**WORK INSTRUCTIONS**
Rewrite the lines from the start up to and including the line with "(1004, 391)" as a Markdown table with the columns Row and Line. Number each row, and leave out blank lines.

**MATERIAL SHOWN**

********************

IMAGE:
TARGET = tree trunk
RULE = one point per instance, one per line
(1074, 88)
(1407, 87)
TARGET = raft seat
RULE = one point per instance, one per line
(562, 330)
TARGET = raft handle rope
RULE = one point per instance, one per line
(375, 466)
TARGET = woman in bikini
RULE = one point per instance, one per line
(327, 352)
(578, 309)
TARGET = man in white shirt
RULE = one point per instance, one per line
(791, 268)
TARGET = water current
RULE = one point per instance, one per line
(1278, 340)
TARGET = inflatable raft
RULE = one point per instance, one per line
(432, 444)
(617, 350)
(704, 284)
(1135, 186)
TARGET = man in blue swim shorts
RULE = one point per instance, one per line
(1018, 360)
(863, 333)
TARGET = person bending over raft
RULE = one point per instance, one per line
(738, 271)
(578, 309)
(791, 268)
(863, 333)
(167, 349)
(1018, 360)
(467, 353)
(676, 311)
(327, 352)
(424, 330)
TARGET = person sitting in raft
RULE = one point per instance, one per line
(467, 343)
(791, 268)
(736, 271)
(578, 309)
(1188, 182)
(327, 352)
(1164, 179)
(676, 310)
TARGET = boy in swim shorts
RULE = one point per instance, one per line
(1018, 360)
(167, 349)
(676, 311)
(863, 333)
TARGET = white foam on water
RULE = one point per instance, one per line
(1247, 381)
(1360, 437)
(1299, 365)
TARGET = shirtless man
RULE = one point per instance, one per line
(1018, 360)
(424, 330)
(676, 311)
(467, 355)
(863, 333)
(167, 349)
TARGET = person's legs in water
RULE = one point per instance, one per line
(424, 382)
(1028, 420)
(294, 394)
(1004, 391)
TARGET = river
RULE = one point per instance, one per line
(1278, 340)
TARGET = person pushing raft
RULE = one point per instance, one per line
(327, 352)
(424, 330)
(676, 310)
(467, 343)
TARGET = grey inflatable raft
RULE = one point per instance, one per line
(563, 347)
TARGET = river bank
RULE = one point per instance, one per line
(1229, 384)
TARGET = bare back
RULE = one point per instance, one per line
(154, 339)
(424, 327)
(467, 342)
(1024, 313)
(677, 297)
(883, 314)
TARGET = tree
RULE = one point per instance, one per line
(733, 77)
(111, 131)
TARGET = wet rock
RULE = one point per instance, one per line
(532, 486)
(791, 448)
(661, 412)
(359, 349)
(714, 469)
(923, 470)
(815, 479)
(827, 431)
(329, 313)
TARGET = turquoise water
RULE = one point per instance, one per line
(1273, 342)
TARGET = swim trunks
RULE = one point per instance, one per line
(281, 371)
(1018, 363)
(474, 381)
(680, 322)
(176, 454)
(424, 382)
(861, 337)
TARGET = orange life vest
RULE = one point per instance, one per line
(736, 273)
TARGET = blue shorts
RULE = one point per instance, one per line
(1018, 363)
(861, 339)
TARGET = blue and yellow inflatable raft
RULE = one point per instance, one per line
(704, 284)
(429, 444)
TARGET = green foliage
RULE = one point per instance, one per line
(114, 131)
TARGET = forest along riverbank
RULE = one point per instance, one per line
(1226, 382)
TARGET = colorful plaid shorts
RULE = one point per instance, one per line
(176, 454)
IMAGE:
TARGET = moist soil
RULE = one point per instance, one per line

********************

**TASK RESULT**
| Row | Line |
|---|---|
| 1 | IMAGE: |
| 2 | TARGET = tree trunk |
| 3 | RULE = one point per instance, one per line |
| 4 | (1074, 88) |
| 5 | (1407, 87) |
| 6 | TARGET = raft seat |
| 7 | RULE = one point per instance, one per line |
| 8 | (562, 330) |
| 9 | TARGET = raft handle rope |
| 10 | RULE = one point per instance, one per line |
| 11 | (375, 466) |
| 12 | TARGET = woman in bikini |
| 13 | RULE = one point per instance, one per line |
| 14 | (327, 352) |
| 15 | (578, 309) |
| 16 | TARGET = man in white shirt |
| 17 | RULE = one point per instance, one per line |
| 18 | (791, 268) |
| 19 | TARGET = water current |
| 20 | RULE = one point per instance, one per line |
| 21 | (1278, 340) |
| 22 | TARGET = inflatable raft |
| 23 | RULE = one point per instance, one per line |
| 24 | (432, 444) |
| 25 | (617, 350) |
| 26 | (704, 284) |
| 27 | (1135, 186) |
| 28 | TARGET = man in blue swim shorts |
| 29 | RULE = one point per instance, one per line |
| 30 | (1018, 360) |
| 31 | (863, 333) |
| 32 | TARGET = person bending over raft |
| 33 | RULE = one point per instance, one per line |
| 34 | (738, 271) |
| 35 | (578, 309) |
| 36 | (791, 268) |
| 37 | (863, 333) |
| 38 | (167, 349) |
| 39 | (1018, 360) |
| 40 | (467, 353) |
| 41 | (676, 311) |
| 42 | (327, 352) |
| 43 | (424, 330) |
| 44 | TARGET = person sitting in raft |
| 45 | RULE = one point per instance, one per line |
| 46 | (467, 343) |
| 47 | (791, 268) |
| 48 | (736, 271) |
| 49 | (578, 309) |
| 50 | (1188, 182) |
| 51 | (327, 352) |
| 52 | (1164, 179) |
| 53 | (676, 310) |
| 54 | TARGET = boy in swim shorts |
| 55 | RULE = one point per instance, one per line |
| 56 | (1018, 360) |
| 57 | (167, 349) |
| 58 | (676, 311) |
| 59 | (863, 333) |
| 60 | TARGET = white foam on water |
| 61 | RULE = one point per instance, one per line |
| 62 | (1247, 381) |
| 63 | (1360, 437) |
| 64 | (1299, 365) |
| 65 | TARGET = shirtless man |
| 66 | RULE = one point per instance, one per line |
| 67 | (1018, 360) |
| 68 | (424, 330) |
| 69 | (676, 311) |
| 70 | (467, 355) |
| 71 | (863, 333) |
| 72 | (167, 349) |
| 73 | TARGET = person's legs in water |
| 74 | RULE = one point per instance, one per line |
| 75 | (424, 382) |
| 76 | (1028, 420) |
| 77 | (294, 394) |
| 78 | (1004, 391) |